• _TEXTE CHOISI_
--------------------

18.4.09

Luck By Chance et Billu (2009)

Deux films qui sont sortis au début de 2009, et qui parlent, chacun à sa façon, de l'industrie cinématographique de Bombay.
Il y a beaucoup à dire sur le goût de Bollywood pour la mise en abyme , et je renvoie à ce sujet à l'article de Señorita sur Fantastikindia. L'intérêt du cinéma indien pour ses coulisses n'est pas récent, et concerne aussi bien le cinéma du Sud que celui du Nord, mais il est particulièrement vif dans le cinéma en hindi de ces dernières années où les films sur ce sujet ont été très nombreux, et peinent parfois à proposer un regard neuf. Qu'en est-il de ses deux derniers avatars ?


Pour l'originalité, pas sûr que Billu soit le mieux placé. C'est en effet le remake du film tamoul Kuselan, lui même remake du film malayalam Katha Parayumpol, relecture de l'histoire de Krishna et Sudama. Ce dernier était un ami d'enfance de Krishna. Devenu adulte, il vit dans la pauvreté mais refuse d'aller demander de l'aide à son ami maintenant roi, malgré l'insistance de sa femme. Dans le film Billu (Irfan Khan) est coiffeur dans un petit village et a du mal à payer les frais de scolarisation de ses enfants. La vie du village est soudain bouleversée par l'arrivée d'une équipe de tournage : or la star du film (Shahrukh Khan) n'est autre que l'ami d'enfance de notre coiffeur, qui devient du jour au lendemain un héros.

C'est donc un regard extérieur qui est porté sur le cinéma : celui de Billu dont la vie est si différente de celle montrée dans les films, et, pense-t-il, de celle de son ami Sahir ; celui des villageois, tous fans de la star et prêts à tout pour l'approcher. Le cinéma semble d'ailleurs se résumer à cette star, ce Sahir Khan dont la carrière semble être un décalque de celle de son interprète. Il est d'ailleurs intéressant de comparer deux chansons, l'une du film tamoul, l'autre de Billu. "Cinema Cinema" de Kuselan parcourt tout le cinéma tamoul , dans un hommage à l'ensemble des acteurs qui y apparaissent quelques secondes dans des images d'archive. Bien sûr la vrai vedette du clip c'est la Superstar, Rajnikanth, qui nous est montré dans des séquences de films fictifs mais évoquant ceux dans lesquels il a joué, mais ces apparitions permettent d'inscrire son personnage dans la lignée de toutes ces autres stars, de donner l'impression qu'au fond la popularité de son personnage vient surtout de la fascination qu'exerce le métier d'acteur, plus que de la personne elle-même. Au contraire dans "Ae Aa O" de Billu, ce sont des images de film de Shahrukh Khan qui défilent en grand nombre. Les quelques caméos du film, uniquement féminins, ne sont là que pour ajouter à l'aura de la star en l'entourant d'actrices glamour. Du cinéma hindi on ne verra que King Khan : une fois n'est pas coutume, Billu dépasse son homologue tamoul en matière de glorification de la star.

--------------------

• _DONNÉES FOURNIES_

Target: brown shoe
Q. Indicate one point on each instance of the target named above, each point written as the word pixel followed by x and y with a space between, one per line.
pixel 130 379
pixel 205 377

--------------------

• _À FAIRE_
1. Quels sont tous les films désignés par leur titre dans le texte choisi ?
2. Selon le texte choisi, quel métier exerce Billu dans son petit village ?

• _EXERCICE CORRIGÉ_
1.
- Luck By Chance
- Billu
- Kuselan
- Katha Parayumpol

2. Il est coiffeur.